■ **OBJECTIF**: D'après le texte ci-dessous sur les secteurs aérien et aéronautique, quel est le deuxième frein à leur attractivité, s'il vous plaît ?

■ **BLOC DE TEXTE**:
◇ ◇ ◇ ◇ ◇ ◇ ◇

PC: L’étude identifie quatre grands freins à l’attractivité des secteurs aérien et aéronautique. Le premier est un déficit de notoriété : les métiers (hors pilotes ou PNC) et les entreprises (hors grandes compagnies) sont globalement méconnus, notamment des jeunes. Le second frein est lié à une image d’inaccessibilité : les jeunes perçoivent ces carrières comme réservées à une élite, exigeant un parcours scientifique ou des études coûteuses. Troisièmement, le rôle de l’entourage, de la proximité géographique ou du voyage est déterminant : les jeunes éloignés de ces univers ne s’y projettent pas spontanément pour une carrière future. Enfin, un décalage de valeurs et de conditions de travail est souvent mentionné : horaires décalés, stress ou manque de sens perçu peuvent dissuader certains profils. Ces quatre freins, bien que distincts, se renforcent mutuellement. Comprendre ces dynamiques nous permet ensuite de proposer 15 actions ciblées pour rendre ces secteurs plus accessibles, plus visibles et mieux alignés avec les attentes des jeunes et des demandeurs d’emploi.

◇ ◇ ◇ ◇ ◇ ◇ ◇

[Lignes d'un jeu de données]
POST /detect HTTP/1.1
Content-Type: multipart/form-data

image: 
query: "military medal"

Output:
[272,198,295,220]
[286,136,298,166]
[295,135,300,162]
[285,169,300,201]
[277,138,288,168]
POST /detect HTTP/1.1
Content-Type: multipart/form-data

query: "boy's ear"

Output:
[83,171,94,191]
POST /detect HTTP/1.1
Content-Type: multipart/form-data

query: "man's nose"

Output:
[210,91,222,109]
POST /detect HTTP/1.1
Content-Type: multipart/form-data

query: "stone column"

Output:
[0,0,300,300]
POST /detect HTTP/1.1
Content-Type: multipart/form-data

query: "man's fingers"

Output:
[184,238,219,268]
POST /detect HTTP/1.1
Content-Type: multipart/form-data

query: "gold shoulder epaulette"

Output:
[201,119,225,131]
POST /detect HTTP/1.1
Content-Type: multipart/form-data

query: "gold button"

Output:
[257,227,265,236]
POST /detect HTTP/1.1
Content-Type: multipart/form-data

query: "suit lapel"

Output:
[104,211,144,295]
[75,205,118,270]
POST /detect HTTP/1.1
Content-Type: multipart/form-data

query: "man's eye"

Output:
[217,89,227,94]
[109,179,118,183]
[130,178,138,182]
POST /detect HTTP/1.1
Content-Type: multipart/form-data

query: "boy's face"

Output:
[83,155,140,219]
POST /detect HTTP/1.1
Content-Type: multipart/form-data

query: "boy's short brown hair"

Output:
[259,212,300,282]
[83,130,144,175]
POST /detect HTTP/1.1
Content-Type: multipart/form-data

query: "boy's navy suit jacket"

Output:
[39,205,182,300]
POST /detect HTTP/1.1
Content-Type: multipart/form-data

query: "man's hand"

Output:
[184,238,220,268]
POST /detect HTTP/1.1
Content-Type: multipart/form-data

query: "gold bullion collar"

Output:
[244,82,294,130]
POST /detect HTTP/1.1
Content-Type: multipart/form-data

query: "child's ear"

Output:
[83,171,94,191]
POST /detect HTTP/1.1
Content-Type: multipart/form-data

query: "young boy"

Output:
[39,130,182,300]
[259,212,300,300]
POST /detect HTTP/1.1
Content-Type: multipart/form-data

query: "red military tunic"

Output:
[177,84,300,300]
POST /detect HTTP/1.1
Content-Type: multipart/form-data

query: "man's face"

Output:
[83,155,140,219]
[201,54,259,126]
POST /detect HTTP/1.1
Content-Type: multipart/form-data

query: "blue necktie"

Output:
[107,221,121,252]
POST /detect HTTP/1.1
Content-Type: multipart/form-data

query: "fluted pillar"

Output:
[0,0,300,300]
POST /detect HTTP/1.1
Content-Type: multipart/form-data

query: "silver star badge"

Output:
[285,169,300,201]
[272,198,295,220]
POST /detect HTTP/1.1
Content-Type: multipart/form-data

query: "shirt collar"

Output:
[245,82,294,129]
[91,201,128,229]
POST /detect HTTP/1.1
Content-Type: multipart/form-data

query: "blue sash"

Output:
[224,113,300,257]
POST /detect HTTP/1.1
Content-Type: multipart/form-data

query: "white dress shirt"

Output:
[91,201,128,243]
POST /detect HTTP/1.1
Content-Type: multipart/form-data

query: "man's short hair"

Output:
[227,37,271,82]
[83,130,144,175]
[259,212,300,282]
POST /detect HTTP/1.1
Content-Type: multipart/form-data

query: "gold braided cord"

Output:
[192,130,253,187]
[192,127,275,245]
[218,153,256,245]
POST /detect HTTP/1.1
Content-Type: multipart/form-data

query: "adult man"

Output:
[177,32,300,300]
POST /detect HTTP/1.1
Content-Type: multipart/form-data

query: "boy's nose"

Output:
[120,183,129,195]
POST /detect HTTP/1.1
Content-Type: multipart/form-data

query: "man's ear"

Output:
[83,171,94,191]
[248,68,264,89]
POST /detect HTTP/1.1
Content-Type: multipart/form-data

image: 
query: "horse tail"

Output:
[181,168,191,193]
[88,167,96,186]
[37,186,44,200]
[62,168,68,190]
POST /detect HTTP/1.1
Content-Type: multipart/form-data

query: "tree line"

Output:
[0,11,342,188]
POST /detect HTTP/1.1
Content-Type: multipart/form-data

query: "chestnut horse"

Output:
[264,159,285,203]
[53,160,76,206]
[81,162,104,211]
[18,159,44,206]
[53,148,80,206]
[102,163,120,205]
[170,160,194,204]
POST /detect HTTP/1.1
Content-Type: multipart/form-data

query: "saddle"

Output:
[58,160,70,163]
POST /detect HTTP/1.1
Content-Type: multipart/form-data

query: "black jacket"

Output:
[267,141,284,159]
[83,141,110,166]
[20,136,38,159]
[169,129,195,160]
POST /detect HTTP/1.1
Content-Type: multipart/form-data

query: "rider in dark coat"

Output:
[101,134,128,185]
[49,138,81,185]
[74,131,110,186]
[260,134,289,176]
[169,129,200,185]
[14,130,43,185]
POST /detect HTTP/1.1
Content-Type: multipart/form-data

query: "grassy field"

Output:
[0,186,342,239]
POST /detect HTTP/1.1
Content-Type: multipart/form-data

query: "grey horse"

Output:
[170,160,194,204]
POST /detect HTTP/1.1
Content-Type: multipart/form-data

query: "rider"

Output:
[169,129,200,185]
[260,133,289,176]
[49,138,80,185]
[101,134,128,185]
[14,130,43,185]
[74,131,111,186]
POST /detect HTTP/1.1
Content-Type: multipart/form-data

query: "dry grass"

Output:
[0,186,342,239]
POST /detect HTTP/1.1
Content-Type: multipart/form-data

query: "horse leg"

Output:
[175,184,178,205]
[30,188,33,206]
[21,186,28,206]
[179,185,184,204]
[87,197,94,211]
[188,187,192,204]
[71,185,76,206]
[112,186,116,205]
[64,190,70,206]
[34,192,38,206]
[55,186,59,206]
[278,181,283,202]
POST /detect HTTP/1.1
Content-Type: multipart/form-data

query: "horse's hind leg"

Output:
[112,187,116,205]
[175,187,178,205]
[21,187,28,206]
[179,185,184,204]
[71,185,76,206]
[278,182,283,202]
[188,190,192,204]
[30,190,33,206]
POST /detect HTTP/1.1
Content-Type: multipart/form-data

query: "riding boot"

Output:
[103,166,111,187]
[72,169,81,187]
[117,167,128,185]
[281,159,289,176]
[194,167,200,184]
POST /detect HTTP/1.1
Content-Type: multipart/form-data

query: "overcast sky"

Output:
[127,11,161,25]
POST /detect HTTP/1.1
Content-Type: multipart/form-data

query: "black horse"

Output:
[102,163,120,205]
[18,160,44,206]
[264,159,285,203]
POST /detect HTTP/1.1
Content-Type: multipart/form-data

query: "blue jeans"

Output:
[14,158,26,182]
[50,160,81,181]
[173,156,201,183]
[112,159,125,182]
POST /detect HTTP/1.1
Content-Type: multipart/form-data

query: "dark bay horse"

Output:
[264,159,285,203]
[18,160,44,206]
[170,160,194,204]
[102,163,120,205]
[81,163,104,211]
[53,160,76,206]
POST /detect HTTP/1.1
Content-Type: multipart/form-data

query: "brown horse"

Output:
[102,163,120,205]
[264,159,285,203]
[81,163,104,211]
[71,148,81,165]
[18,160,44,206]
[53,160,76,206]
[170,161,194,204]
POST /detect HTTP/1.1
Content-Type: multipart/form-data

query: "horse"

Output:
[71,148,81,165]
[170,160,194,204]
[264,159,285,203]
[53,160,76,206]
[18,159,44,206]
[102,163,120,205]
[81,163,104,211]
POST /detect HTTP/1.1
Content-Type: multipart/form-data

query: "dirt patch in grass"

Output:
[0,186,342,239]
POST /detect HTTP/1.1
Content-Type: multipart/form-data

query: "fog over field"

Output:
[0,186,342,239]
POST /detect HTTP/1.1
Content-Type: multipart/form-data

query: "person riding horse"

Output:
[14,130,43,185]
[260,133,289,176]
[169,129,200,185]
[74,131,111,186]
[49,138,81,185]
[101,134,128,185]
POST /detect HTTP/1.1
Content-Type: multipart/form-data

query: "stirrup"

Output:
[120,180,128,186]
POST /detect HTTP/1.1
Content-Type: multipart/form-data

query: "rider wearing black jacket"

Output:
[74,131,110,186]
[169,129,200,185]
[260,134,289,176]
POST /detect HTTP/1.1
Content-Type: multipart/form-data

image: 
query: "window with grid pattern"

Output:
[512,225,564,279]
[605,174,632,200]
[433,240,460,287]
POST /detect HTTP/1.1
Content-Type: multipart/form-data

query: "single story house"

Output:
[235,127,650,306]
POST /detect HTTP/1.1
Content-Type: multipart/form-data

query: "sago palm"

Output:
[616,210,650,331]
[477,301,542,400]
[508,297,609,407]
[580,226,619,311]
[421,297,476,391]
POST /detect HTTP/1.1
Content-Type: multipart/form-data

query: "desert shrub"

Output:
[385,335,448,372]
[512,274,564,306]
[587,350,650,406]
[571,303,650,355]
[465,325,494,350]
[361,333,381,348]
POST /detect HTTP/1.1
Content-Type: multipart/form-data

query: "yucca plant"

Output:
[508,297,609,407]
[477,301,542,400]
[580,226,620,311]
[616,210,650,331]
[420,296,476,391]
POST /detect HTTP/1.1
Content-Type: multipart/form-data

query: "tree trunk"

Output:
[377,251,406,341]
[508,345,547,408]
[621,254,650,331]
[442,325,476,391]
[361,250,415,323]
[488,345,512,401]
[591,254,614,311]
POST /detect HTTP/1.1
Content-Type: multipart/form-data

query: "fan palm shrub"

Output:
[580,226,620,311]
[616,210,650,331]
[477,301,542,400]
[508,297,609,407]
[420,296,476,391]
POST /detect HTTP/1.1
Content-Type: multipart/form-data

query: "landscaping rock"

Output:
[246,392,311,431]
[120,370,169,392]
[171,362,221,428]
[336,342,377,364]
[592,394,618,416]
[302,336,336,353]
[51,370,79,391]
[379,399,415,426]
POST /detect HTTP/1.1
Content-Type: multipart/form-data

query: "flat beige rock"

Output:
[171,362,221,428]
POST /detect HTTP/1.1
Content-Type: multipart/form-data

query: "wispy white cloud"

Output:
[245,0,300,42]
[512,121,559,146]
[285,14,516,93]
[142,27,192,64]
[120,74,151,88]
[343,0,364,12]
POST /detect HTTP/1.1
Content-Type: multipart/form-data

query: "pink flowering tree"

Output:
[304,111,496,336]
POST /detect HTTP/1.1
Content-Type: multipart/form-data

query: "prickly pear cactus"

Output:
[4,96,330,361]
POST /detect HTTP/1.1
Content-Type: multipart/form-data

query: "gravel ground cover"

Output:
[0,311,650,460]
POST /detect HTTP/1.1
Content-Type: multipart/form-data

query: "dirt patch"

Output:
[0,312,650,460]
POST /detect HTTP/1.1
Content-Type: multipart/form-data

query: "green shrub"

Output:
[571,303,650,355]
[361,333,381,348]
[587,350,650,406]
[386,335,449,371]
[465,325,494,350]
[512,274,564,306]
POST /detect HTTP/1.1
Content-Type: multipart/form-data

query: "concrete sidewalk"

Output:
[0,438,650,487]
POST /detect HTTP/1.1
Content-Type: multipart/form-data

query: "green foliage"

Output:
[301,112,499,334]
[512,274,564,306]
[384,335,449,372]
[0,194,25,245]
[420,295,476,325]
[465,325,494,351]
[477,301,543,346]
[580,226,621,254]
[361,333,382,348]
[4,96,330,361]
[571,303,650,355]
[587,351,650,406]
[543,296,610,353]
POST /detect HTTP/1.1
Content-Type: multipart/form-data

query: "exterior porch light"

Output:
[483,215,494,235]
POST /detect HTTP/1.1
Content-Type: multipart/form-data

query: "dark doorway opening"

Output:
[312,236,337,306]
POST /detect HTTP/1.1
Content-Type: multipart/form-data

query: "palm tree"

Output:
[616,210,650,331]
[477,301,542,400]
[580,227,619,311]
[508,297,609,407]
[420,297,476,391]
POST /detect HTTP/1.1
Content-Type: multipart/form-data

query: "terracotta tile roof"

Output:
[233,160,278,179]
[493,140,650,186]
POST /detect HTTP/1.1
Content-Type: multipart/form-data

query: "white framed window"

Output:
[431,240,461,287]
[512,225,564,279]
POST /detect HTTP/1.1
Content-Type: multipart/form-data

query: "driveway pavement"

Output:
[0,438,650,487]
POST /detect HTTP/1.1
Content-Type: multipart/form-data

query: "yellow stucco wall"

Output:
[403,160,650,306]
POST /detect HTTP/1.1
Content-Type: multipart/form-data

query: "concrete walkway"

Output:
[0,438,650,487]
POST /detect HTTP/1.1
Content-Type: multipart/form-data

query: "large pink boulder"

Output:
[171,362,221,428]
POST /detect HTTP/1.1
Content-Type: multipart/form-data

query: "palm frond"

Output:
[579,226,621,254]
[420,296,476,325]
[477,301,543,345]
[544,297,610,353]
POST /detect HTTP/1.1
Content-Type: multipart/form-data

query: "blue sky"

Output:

◇ ◇ ◇ ◇ ◇ ◇ ◇

■ **RÉSULTAT OBTENU**: Une image d'inaccessibilité : les jeunes perçoivent ces carrières comme réservées à une élite, exigeant un parcours scientifique ou des études coûteuses.